_Directions:_ Present the data once more in exactly its original form.

_Supplied data:_
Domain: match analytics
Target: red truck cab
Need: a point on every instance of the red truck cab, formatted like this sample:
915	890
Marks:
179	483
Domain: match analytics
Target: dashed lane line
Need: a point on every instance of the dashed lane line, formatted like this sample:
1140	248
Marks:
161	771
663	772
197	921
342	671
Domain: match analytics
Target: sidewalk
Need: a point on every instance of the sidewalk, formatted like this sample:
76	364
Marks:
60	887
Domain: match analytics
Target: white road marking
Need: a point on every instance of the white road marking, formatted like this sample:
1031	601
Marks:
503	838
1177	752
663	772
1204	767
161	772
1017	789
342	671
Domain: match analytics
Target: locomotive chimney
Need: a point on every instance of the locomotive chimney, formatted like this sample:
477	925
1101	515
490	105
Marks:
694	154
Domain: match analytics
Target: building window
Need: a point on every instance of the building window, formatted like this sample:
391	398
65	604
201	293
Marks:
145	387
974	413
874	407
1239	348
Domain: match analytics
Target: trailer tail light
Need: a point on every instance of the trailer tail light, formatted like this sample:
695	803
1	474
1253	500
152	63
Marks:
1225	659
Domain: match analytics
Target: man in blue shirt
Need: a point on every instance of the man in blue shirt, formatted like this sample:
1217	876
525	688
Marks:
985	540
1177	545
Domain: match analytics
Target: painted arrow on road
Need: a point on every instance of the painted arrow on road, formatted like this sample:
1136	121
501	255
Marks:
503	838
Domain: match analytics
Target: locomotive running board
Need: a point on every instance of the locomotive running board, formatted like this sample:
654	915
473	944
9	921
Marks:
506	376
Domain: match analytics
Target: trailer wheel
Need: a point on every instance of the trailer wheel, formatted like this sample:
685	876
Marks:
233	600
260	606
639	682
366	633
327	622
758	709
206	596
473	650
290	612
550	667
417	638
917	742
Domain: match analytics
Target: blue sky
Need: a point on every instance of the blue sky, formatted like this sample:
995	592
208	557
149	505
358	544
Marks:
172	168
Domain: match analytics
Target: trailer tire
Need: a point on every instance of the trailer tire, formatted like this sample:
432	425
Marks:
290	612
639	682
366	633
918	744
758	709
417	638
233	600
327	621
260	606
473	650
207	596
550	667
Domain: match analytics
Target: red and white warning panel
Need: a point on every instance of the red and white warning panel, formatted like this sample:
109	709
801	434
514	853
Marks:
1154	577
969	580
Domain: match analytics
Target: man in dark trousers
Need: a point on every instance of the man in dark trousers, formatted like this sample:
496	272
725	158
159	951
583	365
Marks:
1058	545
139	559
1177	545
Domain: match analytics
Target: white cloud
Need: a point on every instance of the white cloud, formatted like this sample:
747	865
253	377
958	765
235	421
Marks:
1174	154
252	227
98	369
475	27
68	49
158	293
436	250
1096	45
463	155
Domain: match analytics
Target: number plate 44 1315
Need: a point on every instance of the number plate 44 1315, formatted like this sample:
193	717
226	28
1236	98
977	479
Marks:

_Written answer:_
Domain: match analytics
Target: red truck cab
Need: a point on every instance of the red truck cab, formatted like this sample:
915	890
Marks:
179	483
Domain: match analytics
Target: dashed lane line
Need: a point on every instance of the dashed lane line, formatted like this sample:
1140	248
Marks:
161	771
663	772
197	921
342	671
Domain: match analytics
Target: sidewalk
Need: a point on every instance of the sidewalk, formatted like this sample:
76	364
Marks:
60	887
Domain: match analytics
Target: white road marking
Need: a point on every instance of the white road marking, formatted like this sample:
1031	601
Marks:
503	838
1177	752
663	772
1204	767
161	772
1017	789
342	671
Domain: match analytics
Target: locomotive chimney
Need: a point on every instance of the locomotive chimney, formatted like this sample:
477	925
1101	515
490	105
Marks:
694	154
Domain: match analytics
Target: building window
Need: a point on every instance of the building window, formatted like this sample:
391	398
65	604
201	293
Marks:
145	387
974	413
874	407
1239	348
Domain: match analytics
Target: trailer tail light
Need: a point on every instance of the trailer tail light, formatted like this sample:
695	803
1	474
1253	500
152	63
Marks:
1225	659
Domain: match analytics
Target: man in blue shirt
Need: a point on every instance of the man in blue shirt, formatted like this sample:
1217	876
525	688
Marks:
985	540
1177	545
Domain: match analytics
Target: painted arrow on road
Need: a point on every instance of the painted arrow on road, formatted like this sample:
1136	121
501	255
Marks:
503	838
Domain: match analytics
Target: locomotive running board
Need: a point on every instance of the locomotive running board, formatted like this sample:
654	915
473	944
9	921
Marks:
506	376
Domain: match analytics
Target: trailer wheel
Need: a point on every instance of the trailer wheel, formatted like this sample:
685	876
Marks:
233	600
260	606
639	682
366	633
327	622
758	709
206	596
473	650
290	612
550	667
417	638
917	742
Domain: match analytics
Target: blue sky
Need: a point on every instance of the blue sky, formatted like this sample:
995	592
208	557
149	505
358	544
Marks:
172	168
Domain: match analytics
Target: trailer tire
Need: a point on every instance of the trailer tire, formatted like this sample:
432	425
Marks:
290	612
639	682
366	633
918	744
758	709
417	638
233	600
327	621
260	606
473	650
207	596
550	667
Domain: match analytics
Target: red and white warning panel
Need: a point on every instance of the red and white warning panel, formatted like this sample:
109	709
801	434
514	853
Marks:
1154	577
969	580
Domain: match analytics
Target: man in dark trousers
Need: a point on every instance of the man in dark trousers, formatted like this sample:
496	272
725	158
159	951
583	365
Marks:
1058	545
139	559
1177	545
Domain: match analytics
Target: white cloud
Need: a point on every instance of the white cloud, formatted like this sample:
747	865
253	377
958	765
235	421
Marks:
1174	154
252	227
98	369
475	27
68	49
158	293
436	250
1096	45
463	155
Domain: match analytics
Target: number plate 44 1315
Need: a point on every instance of the number plate 44 1315, formatted like this sample:
193	717
226	28
1236	98
977	479
Marks:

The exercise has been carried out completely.